### Problem details
Every line from the one with "For the blurred person" through the end of the records below should be restated word for word, and nothing outside that span.

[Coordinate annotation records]
** begin **

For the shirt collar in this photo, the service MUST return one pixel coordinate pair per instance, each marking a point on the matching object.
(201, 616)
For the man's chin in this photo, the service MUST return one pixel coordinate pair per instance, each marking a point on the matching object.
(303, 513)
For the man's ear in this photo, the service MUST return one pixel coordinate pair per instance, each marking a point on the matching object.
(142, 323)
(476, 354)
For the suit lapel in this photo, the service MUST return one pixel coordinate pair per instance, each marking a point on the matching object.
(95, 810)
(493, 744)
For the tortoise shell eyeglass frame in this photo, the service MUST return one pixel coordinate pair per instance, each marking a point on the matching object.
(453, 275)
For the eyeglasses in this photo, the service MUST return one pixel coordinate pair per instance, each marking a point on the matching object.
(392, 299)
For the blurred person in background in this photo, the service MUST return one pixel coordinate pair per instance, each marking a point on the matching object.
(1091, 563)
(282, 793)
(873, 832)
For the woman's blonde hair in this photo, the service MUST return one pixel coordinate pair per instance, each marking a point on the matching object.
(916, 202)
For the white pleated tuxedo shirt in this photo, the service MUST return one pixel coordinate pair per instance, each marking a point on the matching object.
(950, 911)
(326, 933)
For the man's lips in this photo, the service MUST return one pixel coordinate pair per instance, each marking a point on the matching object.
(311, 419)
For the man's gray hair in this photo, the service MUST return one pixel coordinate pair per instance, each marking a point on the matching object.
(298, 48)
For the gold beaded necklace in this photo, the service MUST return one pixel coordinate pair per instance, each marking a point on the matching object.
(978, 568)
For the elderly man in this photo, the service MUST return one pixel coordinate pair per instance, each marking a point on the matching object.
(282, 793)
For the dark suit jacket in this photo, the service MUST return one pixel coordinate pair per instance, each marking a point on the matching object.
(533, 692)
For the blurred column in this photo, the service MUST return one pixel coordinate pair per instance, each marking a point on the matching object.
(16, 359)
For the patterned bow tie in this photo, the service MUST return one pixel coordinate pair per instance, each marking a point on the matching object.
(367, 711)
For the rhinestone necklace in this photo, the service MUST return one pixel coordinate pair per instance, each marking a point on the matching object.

** end **

### Solution to this problem
For the blurred person in background in this photo, the service MUST return one pixel coordinate pair per instance, each marking a point on the matching object.
(1091, 563)
(282, 793)
(873, 832)
For the woman's blonde hair in this photo, the service MUST return one pixel coordinate pair per instance, each marking a point on the matching object.
(916, 202)
For the white pleated tuxedo shirt in this photo, the service MUST return one pixel coordinate pair per instance, each marking a point on the matching object.
(950, 911)
(326, 933)
For the man's lips in this photo, the service MUST return one pixel coordinate pair per instance, each marking a point on the matching object.
(311, 419)
For the man's gray hair in this photo, the service MUST return one pixel coordinate pair per instance, each marking a point on the matching object.
(298, 48)
For the gold beaded necklace in this photo, the service MUST return one pixel coordinate pair per instance, each marking a point on the matching object.
(978, 568)
For the elderly man in this photo, the service MUST return one pixel coordinate pair per instance, each marking a point on the matching object.
(282, 793)
For the dark suit jacket in this photo, the service MUST return one pixel coordinate pair per instance, each marking a point on the matching object.
(533, 692)
For the blurred column in this photo, the service MUST return one pixel coordinate pair per instance, each marking a point on the matching object.
(16, 359)
For the patterned bow tie in this photo, the service MUST return one pixel coordinate pair per instance, each marking a point on the matching object.
(367, 711)
For the rhinestone necklace in this photo, the service MUST return one pixel coordinate pair per instance, each marking a point on the matching object.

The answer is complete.